◆ **Text shown**:
= = = =
HanMa LLC is a newly established company that provides cemetery services for Muslim communities in China. One of
the business operations is to use the ArcGIS interface to provide tomb locations based on name searches.
The company is based in Harbin, China. This is the prototype website:
https://www.muditu.com/haerbin/
Sci-Bots is a non-profit organization that teaches kids between 6 and 10 years old to learn about robotics, programming, and Micro-Controller in a fun way. We collaborate with DJI and MG Space to design the curriculum. The main campus is located in Fremont, CA, and the classes are held on a weekly basis. Unfortunately, I could not continue the program due to my time constraint from work and school. Here is the website: www.sci-bots.org
CP Capital Group Inc. was established in 2015. The company involves in two businesses, Real Estate Investment and Tourism Operation. CP Capital Group Inc. owns several hotel businesses in the Bay Area (Napa, Oakland, Union City, San Francisco, and Dixon). The company also operates Tourism business for both regular travel groups and delegation groups.
= = = =
◆ **Challenges**:
1/ Rewrite the paragraph in the organization profiles that begins "CP Capital Group Inc. was established" as a short bulleted list that keeps its main facts.
2/ Repeat the organization profiles word for word between "HanMa LLC is" and "on name searches.", inclusive.
3/ According to the organization profiles, what age range does Sci-Bots teach?
The lines after this point come from a different source.

[Location annotation dataset excerpts]
= = = =
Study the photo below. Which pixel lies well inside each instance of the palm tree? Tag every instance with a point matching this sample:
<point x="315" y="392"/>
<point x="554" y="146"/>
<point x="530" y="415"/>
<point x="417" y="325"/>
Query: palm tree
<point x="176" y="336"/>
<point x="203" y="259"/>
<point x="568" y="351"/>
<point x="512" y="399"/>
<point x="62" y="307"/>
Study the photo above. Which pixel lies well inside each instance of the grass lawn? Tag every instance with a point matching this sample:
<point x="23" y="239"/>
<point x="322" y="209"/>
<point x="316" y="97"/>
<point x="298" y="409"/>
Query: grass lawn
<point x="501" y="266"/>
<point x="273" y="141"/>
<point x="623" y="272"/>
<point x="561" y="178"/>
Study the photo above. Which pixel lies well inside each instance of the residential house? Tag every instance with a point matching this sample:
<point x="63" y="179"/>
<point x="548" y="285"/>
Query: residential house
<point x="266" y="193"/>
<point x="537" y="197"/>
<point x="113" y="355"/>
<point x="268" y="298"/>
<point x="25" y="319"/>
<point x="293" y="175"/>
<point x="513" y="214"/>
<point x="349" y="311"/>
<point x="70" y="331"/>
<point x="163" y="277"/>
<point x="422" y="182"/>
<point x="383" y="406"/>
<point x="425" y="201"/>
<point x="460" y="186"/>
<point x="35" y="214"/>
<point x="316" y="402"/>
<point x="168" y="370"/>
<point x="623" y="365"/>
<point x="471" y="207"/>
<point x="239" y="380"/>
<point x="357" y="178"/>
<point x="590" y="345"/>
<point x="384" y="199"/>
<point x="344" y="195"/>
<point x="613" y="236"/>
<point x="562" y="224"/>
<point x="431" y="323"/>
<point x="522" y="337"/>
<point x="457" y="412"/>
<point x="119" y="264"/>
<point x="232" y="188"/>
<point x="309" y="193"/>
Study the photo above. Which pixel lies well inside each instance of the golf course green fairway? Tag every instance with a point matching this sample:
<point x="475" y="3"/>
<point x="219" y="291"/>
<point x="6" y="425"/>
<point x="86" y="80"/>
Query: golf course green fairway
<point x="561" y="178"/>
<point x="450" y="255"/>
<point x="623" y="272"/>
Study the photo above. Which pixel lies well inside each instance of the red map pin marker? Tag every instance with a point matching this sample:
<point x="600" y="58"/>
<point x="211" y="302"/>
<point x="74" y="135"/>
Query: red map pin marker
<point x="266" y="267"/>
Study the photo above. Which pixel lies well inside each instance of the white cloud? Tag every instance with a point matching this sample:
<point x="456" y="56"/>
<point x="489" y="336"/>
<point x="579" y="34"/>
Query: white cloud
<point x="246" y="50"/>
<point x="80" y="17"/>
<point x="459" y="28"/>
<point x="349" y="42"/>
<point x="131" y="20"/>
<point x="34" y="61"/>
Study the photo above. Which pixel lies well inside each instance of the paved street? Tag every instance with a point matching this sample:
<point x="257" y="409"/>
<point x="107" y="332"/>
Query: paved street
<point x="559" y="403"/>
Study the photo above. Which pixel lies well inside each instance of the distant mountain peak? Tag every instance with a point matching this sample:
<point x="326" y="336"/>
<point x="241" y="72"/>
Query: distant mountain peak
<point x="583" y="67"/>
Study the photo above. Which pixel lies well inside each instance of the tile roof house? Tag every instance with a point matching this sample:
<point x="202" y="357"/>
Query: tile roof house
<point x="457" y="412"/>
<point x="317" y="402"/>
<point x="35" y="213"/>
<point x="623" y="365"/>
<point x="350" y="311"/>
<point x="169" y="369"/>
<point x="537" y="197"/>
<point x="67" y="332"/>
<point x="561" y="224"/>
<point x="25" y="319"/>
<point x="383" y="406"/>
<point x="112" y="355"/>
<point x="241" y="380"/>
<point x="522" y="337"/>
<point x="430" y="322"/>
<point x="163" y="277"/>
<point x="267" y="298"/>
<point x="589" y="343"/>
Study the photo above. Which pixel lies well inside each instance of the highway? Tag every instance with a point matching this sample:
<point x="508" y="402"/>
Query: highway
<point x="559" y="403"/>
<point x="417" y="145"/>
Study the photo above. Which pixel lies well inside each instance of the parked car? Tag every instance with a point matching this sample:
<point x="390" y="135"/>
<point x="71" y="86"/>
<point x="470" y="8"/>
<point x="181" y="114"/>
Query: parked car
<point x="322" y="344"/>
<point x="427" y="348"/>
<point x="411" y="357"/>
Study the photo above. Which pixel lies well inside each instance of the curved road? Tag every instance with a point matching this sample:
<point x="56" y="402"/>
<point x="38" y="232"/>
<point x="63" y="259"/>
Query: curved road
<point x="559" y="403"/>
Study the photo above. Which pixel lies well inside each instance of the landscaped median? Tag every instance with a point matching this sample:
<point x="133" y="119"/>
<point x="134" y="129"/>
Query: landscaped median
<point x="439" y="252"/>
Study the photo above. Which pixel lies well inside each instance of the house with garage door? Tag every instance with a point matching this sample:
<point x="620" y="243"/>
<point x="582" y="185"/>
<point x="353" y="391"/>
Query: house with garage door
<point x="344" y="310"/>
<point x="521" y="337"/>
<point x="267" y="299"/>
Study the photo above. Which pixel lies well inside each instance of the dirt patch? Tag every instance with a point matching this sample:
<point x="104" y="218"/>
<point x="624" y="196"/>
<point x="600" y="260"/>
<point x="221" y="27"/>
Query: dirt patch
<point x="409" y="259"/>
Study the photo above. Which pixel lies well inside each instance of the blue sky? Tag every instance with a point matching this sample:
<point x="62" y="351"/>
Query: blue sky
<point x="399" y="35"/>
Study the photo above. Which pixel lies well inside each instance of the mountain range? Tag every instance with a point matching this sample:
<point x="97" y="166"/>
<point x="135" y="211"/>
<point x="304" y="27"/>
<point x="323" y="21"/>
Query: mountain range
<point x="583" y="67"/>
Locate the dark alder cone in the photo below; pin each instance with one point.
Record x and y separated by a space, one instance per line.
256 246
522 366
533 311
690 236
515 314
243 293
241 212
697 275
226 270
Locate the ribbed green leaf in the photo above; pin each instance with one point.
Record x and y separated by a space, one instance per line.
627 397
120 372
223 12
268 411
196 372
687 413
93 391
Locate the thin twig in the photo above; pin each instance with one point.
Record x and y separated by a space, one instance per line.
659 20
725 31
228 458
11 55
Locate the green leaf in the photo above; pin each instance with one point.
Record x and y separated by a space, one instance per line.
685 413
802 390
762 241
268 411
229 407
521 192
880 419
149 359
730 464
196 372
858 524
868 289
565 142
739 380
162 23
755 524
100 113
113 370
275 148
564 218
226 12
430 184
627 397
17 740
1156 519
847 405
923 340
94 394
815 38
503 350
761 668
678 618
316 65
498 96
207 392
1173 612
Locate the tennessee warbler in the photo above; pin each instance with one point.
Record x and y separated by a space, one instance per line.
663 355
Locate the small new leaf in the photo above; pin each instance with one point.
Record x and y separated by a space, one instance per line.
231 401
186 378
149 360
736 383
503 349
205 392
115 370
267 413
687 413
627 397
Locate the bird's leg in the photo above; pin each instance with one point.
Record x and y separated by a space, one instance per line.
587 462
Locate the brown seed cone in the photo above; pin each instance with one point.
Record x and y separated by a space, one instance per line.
= = = =
◆ **Worked solutions**:
1/
- Founded in 2015
- Two lines of business: real estate investment and tourism operation
- Owns several hotel businesses in the Bay Area (Napa, Oakland, Union City, San Francisco, and Dixon)
- Runs tourism services for regular travel groups and delegation groups

2/
HanMa LLC is a newly established company that provides cemetery services for Muslim communities in China. One of
the business operations is to use the ArcGIS interface to provide tomb locations based on name searches.

3/ Kids between 6 and 10 years old.